--- Start ---

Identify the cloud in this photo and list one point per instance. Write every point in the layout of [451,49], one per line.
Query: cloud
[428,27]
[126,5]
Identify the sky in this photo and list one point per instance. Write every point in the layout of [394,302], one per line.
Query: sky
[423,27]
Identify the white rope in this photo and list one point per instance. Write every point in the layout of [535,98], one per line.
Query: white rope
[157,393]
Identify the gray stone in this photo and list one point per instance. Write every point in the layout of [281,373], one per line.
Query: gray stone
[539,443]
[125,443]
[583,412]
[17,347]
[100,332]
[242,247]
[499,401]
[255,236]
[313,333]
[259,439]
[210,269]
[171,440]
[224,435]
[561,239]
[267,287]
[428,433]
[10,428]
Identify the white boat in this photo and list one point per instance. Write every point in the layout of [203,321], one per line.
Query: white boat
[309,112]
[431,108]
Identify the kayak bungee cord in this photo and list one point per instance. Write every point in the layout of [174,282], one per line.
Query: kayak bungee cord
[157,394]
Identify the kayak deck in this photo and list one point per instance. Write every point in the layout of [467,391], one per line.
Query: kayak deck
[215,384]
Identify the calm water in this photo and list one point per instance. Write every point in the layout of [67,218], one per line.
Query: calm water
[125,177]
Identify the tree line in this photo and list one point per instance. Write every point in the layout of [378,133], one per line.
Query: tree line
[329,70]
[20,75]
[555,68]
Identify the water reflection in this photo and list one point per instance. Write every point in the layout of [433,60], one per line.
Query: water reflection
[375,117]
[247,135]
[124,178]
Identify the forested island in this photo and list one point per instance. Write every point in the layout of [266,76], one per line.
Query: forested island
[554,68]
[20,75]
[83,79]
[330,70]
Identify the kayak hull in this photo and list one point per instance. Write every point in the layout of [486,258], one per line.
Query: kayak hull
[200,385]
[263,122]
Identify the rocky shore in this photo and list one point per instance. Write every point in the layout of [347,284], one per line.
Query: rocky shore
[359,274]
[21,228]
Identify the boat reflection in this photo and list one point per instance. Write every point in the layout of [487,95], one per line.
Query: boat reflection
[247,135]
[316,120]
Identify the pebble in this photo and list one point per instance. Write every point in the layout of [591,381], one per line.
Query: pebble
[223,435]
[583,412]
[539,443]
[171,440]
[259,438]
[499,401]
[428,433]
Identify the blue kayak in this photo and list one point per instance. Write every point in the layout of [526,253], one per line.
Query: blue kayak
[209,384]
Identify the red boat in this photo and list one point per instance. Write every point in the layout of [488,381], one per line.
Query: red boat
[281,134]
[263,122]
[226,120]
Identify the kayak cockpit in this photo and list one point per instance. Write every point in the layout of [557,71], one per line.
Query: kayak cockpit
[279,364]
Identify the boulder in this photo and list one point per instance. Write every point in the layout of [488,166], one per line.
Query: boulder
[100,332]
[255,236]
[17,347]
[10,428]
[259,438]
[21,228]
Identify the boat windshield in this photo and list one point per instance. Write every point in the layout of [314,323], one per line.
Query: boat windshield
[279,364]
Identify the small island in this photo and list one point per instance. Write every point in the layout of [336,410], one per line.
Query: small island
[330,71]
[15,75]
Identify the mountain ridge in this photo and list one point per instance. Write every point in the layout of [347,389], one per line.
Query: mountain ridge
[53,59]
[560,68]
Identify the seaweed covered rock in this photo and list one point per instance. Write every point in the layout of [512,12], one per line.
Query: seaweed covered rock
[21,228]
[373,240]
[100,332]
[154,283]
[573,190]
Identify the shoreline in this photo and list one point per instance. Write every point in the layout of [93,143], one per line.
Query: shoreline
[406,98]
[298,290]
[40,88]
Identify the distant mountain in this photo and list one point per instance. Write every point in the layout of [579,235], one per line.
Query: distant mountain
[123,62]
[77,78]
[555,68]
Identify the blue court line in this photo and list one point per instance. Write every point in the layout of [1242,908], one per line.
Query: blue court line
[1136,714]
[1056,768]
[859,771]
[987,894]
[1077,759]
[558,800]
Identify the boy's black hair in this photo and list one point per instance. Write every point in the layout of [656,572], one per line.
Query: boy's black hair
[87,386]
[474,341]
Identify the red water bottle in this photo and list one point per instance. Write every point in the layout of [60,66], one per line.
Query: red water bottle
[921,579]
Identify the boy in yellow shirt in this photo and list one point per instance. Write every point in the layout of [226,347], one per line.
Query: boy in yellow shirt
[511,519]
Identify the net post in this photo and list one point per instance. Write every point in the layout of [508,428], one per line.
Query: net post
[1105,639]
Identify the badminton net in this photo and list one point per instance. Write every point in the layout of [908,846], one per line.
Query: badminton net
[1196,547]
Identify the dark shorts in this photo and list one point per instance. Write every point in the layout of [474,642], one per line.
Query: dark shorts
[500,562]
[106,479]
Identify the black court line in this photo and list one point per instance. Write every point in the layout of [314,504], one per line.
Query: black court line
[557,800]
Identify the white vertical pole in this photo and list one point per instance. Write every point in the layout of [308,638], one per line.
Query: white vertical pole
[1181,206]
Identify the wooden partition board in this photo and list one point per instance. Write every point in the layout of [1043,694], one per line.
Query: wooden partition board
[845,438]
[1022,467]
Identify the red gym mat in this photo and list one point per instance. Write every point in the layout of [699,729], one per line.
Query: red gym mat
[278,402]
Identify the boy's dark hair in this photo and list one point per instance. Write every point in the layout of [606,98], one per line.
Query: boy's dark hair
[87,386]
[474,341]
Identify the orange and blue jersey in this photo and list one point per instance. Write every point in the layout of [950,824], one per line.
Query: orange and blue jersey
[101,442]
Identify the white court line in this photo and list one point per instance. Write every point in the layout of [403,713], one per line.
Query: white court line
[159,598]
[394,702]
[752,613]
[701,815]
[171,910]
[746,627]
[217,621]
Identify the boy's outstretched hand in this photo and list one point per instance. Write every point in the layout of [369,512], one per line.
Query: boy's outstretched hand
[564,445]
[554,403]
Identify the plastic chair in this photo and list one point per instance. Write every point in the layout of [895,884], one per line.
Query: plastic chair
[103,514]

--- End ---

> _Task statement_:
Copy exactly the lines above, from the one containing "Identify the wooden" through the very last line.

> _Result for this task_:
Identify the wooden partition board in this photo and list one point per instance. Write every point in the layout of [1043,694], one per line.
Query: wooden partition board
[845,438]
[1022,467]
Identify the red gym mat in this photo and list one point per instance. Write every point in the layout of [699,729], one per line.
Query: red gym mat
[278,402]
Identify the boy's dark hair in this photo and list one point per instance. Write every point in the layout of [606,98], one per line.
Query: boy's dark hair
[87,386]
[474,341]
Identify the orange and blue jersey in this photo and list one point per instance. Write every point in the layout of [950,824], one per line.
Query: orange and blue jersey
[101,442]
Identify the white court line in this photo and list one point per instance. Write every point in the layout of [403,713], one per line.
Query: white court line
[159,598]
[394,702]
[752,613]
[701,815]
[171,910]
[746,627]
[217,621]
Identify the boy's outstretched hand in this photo and list one point per instance. Write every point in the layout of [369,512], one per line.
Query: boy's outstretched hand
[564,445]
[554,403]
Identify the plastic chair in this photo and list one point per instance. Write every point in the layout of [895,884], one per line.
Query: plastic chair
[103,514]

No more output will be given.